# Polecenie
Ułóż w listę numerowaną wszystko od początku wpisów aż do wiersza z „point(624, 403)” włącznie, pomijając puste wiersze. Obrazków nie wstawiaj do odpowiedzi.

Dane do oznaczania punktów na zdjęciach
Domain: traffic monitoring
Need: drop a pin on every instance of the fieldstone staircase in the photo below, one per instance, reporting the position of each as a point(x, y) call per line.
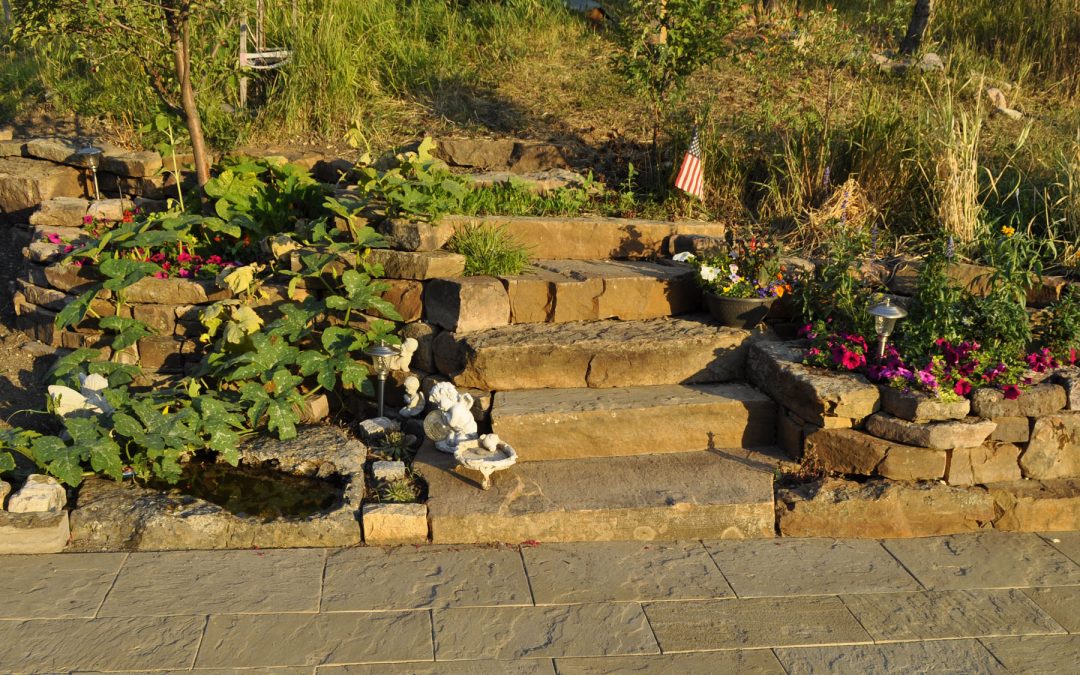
point(624, 403)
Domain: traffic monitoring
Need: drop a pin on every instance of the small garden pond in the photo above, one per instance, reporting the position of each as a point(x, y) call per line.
point(259, 490)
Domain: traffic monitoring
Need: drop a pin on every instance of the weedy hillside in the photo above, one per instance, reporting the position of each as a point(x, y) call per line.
point(808, 118)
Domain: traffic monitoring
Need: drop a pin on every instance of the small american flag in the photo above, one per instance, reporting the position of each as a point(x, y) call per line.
point(689, 178)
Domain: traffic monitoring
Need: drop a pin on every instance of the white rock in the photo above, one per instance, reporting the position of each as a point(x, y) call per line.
point(388, 470)
point(378, 427)
point(40, 494)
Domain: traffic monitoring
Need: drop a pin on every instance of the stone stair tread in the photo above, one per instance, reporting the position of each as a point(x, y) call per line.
point(595, 353)
point(564, 423)
point(685, 496)
point(558, 237)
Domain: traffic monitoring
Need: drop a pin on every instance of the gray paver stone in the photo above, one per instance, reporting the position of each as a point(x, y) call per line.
point(259, 640)
point(985, 561)
point(954, 657)
point(936, 615)
point(407, 578)
point(701, 625)
point(197, 582)
point(784, 567)
point(593, 630)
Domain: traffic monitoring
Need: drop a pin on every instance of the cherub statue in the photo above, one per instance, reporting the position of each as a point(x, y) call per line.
point(414, 400)
point(402, 361)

# Odpowiedź do zadania
1. Domain: traffic monitoring
2. Need: drop a pin on every instance of the fieldstone staircase in the photo below, one per instance, reporting the position of each as a point(x, y) call per line.
3. point(624, 403)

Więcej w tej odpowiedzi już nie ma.